§ **TASK REQUIREMENTS**
Reproduce every one of the following rows, line for line and character for character, omitting the pictures from your reply.

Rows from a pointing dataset

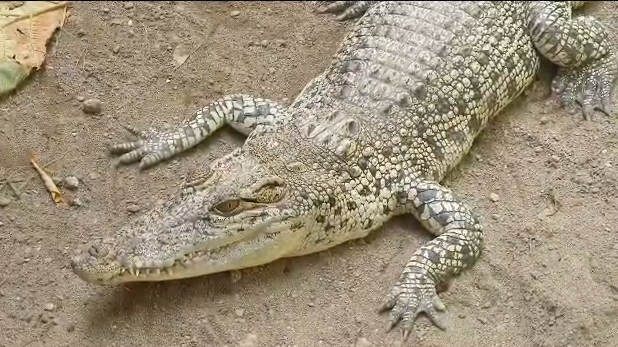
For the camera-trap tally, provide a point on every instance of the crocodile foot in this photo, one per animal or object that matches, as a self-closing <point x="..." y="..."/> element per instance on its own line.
<point x="151" y="147"/>
<point x="587" y="88"/>
<point x="413" y="294"/>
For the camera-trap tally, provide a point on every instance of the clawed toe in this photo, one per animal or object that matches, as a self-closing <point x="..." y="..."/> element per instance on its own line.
<point x="408" y="301"/>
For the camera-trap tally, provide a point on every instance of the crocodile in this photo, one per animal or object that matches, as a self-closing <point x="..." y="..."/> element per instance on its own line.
<point x="373" y="136"/>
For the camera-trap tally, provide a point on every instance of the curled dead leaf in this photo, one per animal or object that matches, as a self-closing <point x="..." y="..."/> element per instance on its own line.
<point x="49" y="182"/>
<point x="25" y="28"/>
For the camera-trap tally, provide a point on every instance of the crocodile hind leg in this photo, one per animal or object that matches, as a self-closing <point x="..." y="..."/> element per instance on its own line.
<point x="581" y="48"/>
<point x="456" y="248"/>
<point x="244" y="113"/>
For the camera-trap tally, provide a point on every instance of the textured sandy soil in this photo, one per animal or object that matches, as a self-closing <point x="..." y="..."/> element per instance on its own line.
<point x="549" y="276"/>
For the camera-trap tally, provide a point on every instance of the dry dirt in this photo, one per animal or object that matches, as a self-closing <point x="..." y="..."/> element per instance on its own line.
<point x="549" y="276"/>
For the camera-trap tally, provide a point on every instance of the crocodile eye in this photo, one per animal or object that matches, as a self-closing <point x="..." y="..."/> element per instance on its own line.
<point x="227" y="207"/>
<point x="270" y="193"/>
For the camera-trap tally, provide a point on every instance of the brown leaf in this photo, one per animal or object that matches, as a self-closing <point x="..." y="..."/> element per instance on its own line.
<point x="24" y="31"/>
<point x="49" y="182"/>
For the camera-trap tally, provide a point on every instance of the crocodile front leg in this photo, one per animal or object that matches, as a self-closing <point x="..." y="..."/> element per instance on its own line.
<point x="588" y="69"/>
<point x="244" y="113"/>
<point x="456" y="248"/>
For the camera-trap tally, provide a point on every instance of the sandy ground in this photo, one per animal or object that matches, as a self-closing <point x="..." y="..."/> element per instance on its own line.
<point x="549" y="276"/>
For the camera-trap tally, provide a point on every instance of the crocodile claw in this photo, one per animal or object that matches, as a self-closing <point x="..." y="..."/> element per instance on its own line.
<point x="586" y="89"/>
<point x="150" y="147"/>
<point x="413" y="294"/>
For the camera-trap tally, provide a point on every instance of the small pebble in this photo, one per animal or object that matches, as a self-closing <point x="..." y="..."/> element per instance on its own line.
<point x="249" y="341"/>
<point x="133" y="208"/>
<point x="4" y="201"/>
<point x="92" y="106"/>
<point x="494" y="197"/>
<point x="362" y="342"/>
<point x="75" y="202"/>
<point x="71" y="182"/>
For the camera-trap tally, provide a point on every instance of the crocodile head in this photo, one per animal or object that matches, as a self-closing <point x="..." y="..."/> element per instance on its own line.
<point x="240" y="215"/>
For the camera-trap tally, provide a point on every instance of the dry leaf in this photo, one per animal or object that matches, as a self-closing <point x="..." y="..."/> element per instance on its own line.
<point x="49" y="182"/>
<point x="25" y="28"/>
<point x="180" y="54"/>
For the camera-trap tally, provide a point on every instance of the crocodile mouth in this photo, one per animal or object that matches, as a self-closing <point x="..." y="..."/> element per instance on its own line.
<point x="173" y="268"/>
<point x="257" y="247"/>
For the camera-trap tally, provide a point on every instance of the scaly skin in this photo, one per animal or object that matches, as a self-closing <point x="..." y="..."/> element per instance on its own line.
<point x="409" y="90"/>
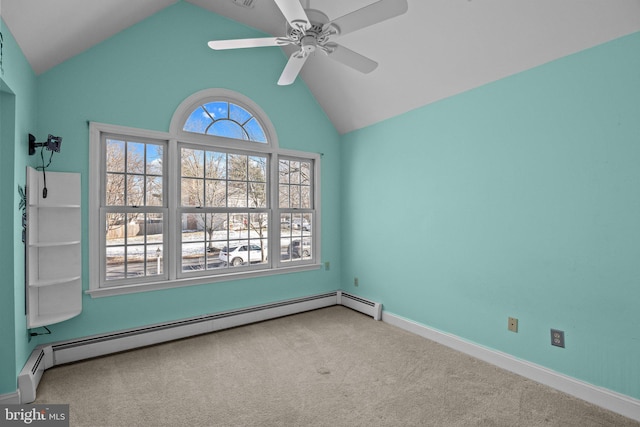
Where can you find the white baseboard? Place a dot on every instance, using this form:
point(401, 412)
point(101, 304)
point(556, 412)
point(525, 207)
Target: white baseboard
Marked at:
point(49, 355)
point(605, 398)
point(10, 398)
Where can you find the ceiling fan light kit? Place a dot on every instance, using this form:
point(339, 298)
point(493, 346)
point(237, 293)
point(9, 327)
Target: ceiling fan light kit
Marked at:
point(311, 30)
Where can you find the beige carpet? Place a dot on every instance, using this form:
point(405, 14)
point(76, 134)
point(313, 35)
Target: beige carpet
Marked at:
point(329, 367)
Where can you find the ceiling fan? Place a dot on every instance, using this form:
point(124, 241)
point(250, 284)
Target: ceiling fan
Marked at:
point(311, 30)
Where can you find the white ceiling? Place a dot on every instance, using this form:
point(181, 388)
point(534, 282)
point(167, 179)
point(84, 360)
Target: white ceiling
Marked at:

§ **EXERCISE ANSWER**
For the camera-trap tally, provide a point on every instance of the crocodile foot in this photo, one per animal or object that matches, as a self-closing <point x="..." y="..."/> element per instance on its own line.
<point x="151" y="147"/>
<point x="587" y="88"/>
<point x="413" y="294"/>
For the camera-trap tally, provide a point on every instance of the clawed toe in this photo, one per animal or object that matches, as a self-closing <point x="..." y="..."/> element per instance on its own line.
<point x="408" y="301"/>
For the camera-trap tally, provide a point on every instance of the crocodile in this photo, one per animal or object that matches, as a self-closing <point x="..." y="..."/> element per instance on its own line.
<point x="373" y="136"/>
For the camera-trap tally, provide a point on every instance of the curled dead leaf in this photo, one per animal or object that matches, as a self-closing <point x="..." y="..."/> element per instance on its own line.
<point x="49" y="182"/>
<point x="25" y="28"/>
For the camera-trap tally, provide a point on every instance of the crocodile hind leg in this photo, one per animal or object that matches, as a self-closing <point x="..." y="..."/> element per instance on its own line.
<point x="581" y="48"/>
<point x="456" y="248"/>
<point x="244" y="113"/>
For the camera-trap tally, provide a point on every instance of the textured sandy soil in this photo, one per animal or object that matches, as a self-closing <point x="..." y="..."/> element per instance on its own line.
<point x="549" y="276"/>
For the camera-trap tally, provide a point on every instance of the dry dirt in this photo, one per animal or object that matches, as a self-closing <point x="..." y="..."/> element per instance on its own line.
<point x="549" y="276"/>
For the camera-trap tally, provide a point on every instance of the crocodile eye in this photo, one per animal or object that matches, as a self-closing <point x="..." y="..."/> element per instance on its own line.
<point x="227" y="207"/>
<point x="270" y="193"/>
For the camera-trap tally, provide a point on every instance of the brown leaf in this photo, one per animal or object that matches, as a self-closing <point x="..." y="..."/> element per instance on its own line.
<point x="24" y="31"/>
<point x="49" y="182"/>
For the camera-trap tally, provide a point on every instance of the crocodile front leg in this photo, one per animal or object that matches, as a self-closing <point x="..." y="..."/> element per instance on its own line.
<point x="588" y="69"/>
<point x="244" y="113"/>
<point x="456" y="248"/>
For the camera-trap tally, provide a point on every instance of the sandy ground in this photo, one per animal or object that matches, as a self-closing <point x="..." y="..."/> element per instance on its own line.
<point x="549" y="276"/>
For the camera-trap tally, provide a point on every instance of the crocodile claw in this photo, one per animal or object that matches, as a self-closing <point x="..." y="..."/> element per instance on its own line.
<point x="586" y="89"/>
<point x="150" y="147"/>
<point x="413" y="294"/>
For the camera-trap tally, provide a point on every instance of the small pebble in this photo, one per animal or object that matches, as a self-closing <point x="..." y="..."/> element per instance on its own line.
<point x="249" y="341"/>
<point x="133" y="208"/>
<point x="4" y="201"/>
<point x="92" y="106"/>
<point x="494" y="197"/>
<point x="362" y="342"/>
<point x="75" y="202"/>
<point x="71" y="182"/>
For the camera-trap tally, provide a point on every instance of the crocodile head in this photo, one per animal or object that matches, as a self-closing <point x="..." y="..."/> element per instance on its own line.
<point x="240" y="215"/>
For the camera-trap tally, provide a point on every instance of the dry leaf in this photo, one per animal or object that matches, as a self-closing <point x="..." y="..."/> element per instance on its own line.
<point x="49" y="182"/>
<point x="25" y="28"/>
<point x="180" y="54"/>
For the camera-trap tally, provide a point on every instance of the crocodile mouth in this photo, one per animal or object that matches, as a self-closing <point x="..." y="..."/> element per instance on its own line.
<point x="173" y="268"/>
<point x="257" y="247"/>
For the camera-trap tally, provide a point on every instance of the scaly skin in this photo, one per animal or object that matches, as a self-closing <point x="..." y="..."/> element per instance on its own line.
<point x="409" y="90"/>
Where can you find the white baseboard? Place a dot on every instance, using this form:
point(401, 412)
point(101, 304)
point(556, 412)
point(525, 207)
Target: white baseboard
Marked at:
point(49, 355)
point(605, 398)
point(10, 398)
Where can you find the ceiling fan light kit? Place a dot on every instance, using this form:
point(339, 298)
point(493, 346)
point(237, 293)
point(9, 327)
Target: ceiling fan light kit
Marked at:
point(311, 30)
Where can you find the beige carpet? Place a dot on every instance, using this form:
point(405, 14)
point(76, 134)
point(313, 35)
Target: beige carpet
Marked at:
point(329, 367)
Where can you find the ceiling fan? Place a dot on every instance, using this form:
point(124, 241)
point(250, 284)
Target: ceiling fan
Marked at:
point(311, 30)
Where can you find the white ceiling? Place a dot on every instance, using this form:
point(181, 388)
point(534, 282)
point(167, 179)
point(84, 360)
Target: white ceiling
Marked at:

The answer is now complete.